The “Architecture of Yugoslavia” exhibition was organized by the Architecture Section of the Yugoslav Society of Engineers and Technicians. While many architects from all the republics of the federation participated in the preparation, the final editing was done by the Slovene architect Edvard Ravnikar, who was also the exhibition curator and author of the introductory text to the catalogue. The material covered the presentation of buildings, but also the organization of the state with the emphasis on modernization, vernacular architecture (interpreted as influenced by the east and west), the landscape, folk customs, etc. In short, architecture was the context in which modern technology and folklore, east and west, intertwined.[10]
Ravnikar, conceived of architecture as the foundation for culture and space as an artistic category, interpreted spatial compositions and structures as originating their modern form entwined with local craftsmanship, materials and forms. The exhibition presented several renovation projects and broader urban concepts that indicated social inclusion, while at the same time revealing the architects' sensitivity and attention for specific local conditions.

AVAILABLE DATA –

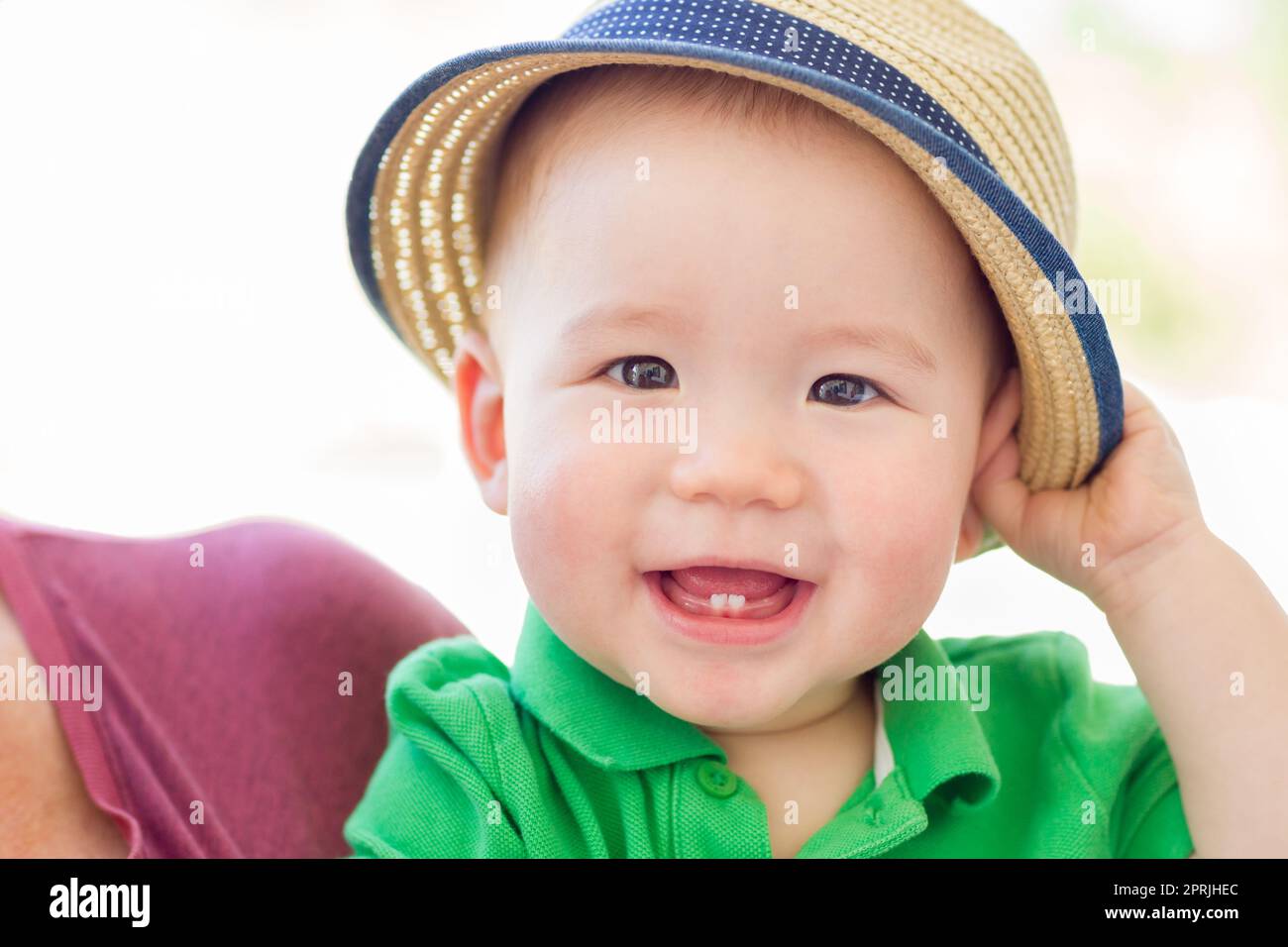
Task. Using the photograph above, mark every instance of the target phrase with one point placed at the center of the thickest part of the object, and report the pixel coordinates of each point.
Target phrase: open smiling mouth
(728, 605)
(728, 592)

EXERCISE INSTRUCTIONS –
Transcribe the full passage above on the "Architecture of Yugoslavia" exhibition, reproducing every word and punctuation mark without change.

WORKED ANSWER –
The “Architecture of Yugoslavia” exhibition was organized by the Architecture Section of the Yugoslav Society of Engineers and Technicians. While many architects from all the republics of the federation participated in the preparation, the final editing was done by the Slovene architect Edvard Ravnikar, who was also the exhibition curator and author of the introductory text to the catalogue. The material covered the presentation of buildings, but also the organization of the state with the emphasis on modernization, vernacular architecture (interpreted as influenced by the east and west), the landscape, folk customs, etc. In short, architecture was the context in which modern technology and folklore, east and west, intertwined.[10]
Ravnikar, conceived of architecture as the foundation for culture and space as an artistic category, interpreted spatial compositions and structures as originating their modern form entwined with local craftsmanship, materials and forms. The exhibition presented several renovation projects and broader urban concepts that indicated social inclusion, while at the same time revealing the architects' sensitivity and attention for specific local conditions.